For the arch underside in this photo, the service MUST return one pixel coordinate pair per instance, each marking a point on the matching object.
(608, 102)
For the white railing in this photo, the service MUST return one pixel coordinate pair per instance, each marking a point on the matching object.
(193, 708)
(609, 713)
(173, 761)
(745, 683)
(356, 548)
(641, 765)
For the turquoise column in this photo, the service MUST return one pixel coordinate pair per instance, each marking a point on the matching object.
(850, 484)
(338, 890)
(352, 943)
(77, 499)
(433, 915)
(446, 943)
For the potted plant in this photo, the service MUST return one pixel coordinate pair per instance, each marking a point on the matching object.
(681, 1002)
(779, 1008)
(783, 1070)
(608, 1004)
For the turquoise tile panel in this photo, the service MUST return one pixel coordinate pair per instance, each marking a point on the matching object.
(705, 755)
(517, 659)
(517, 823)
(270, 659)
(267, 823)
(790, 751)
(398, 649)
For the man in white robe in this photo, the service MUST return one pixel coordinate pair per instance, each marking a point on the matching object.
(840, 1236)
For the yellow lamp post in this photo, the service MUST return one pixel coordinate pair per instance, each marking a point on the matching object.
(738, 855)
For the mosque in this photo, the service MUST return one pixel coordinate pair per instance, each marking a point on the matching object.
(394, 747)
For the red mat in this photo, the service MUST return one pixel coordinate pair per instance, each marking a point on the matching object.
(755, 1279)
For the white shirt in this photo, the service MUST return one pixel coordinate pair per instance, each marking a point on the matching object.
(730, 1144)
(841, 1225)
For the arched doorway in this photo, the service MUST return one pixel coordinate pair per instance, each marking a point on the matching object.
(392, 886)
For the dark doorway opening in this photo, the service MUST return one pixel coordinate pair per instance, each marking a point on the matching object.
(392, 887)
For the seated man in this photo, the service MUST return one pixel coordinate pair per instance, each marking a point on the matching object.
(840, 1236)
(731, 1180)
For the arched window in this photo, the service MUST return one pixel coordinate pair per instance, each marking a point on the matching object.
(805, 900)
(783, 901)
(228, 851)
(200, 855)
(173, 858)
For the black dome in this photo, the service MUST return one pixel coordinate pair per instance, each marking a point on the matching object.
________________
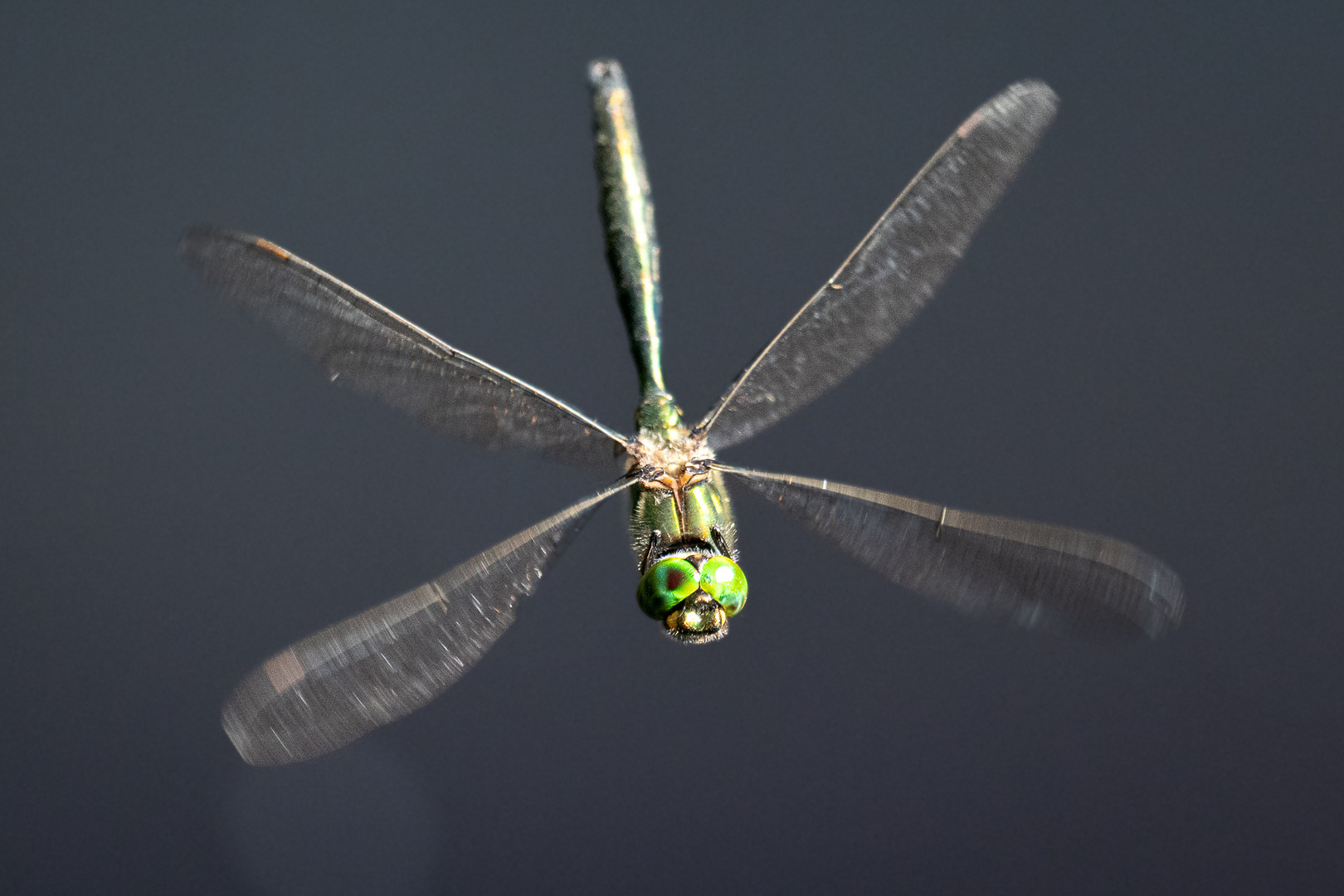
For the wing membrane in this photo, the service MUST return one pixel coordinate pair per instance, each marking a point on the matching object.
________________
§ **What the exercise asks**:
Copy out only the lines of the records above from the one with "For the arched doorway" through the one with "For the black", exactly as they stand, both included.

§ **Expected answer**:
For the arched doorway in this photo, the service MUST return one pixel coordinate pair per instance, each marking a point on the matching object.
(392, 886)
For the dark doorway opening in this photo, the service MUST return one pixel coordinate pair per instance, each marking a point on the matching object.
(392, 887)
For the seated man in this photo, the service MUST return one pixel coordinate pair per instance, each marking a point on the matching object.
(840, 1236)
(731, 1180)
For the arched window in this photo, the service MUST return one pixel coordinate pair per instance, each marking a point on the matching object.
(805, 900)
(783, 901)
(228, 851)
(200, 855)
(173, 858)
For the black dome in this photo, the service MUST return one pixel coordinate pair per instance, each marking a point on the matching object.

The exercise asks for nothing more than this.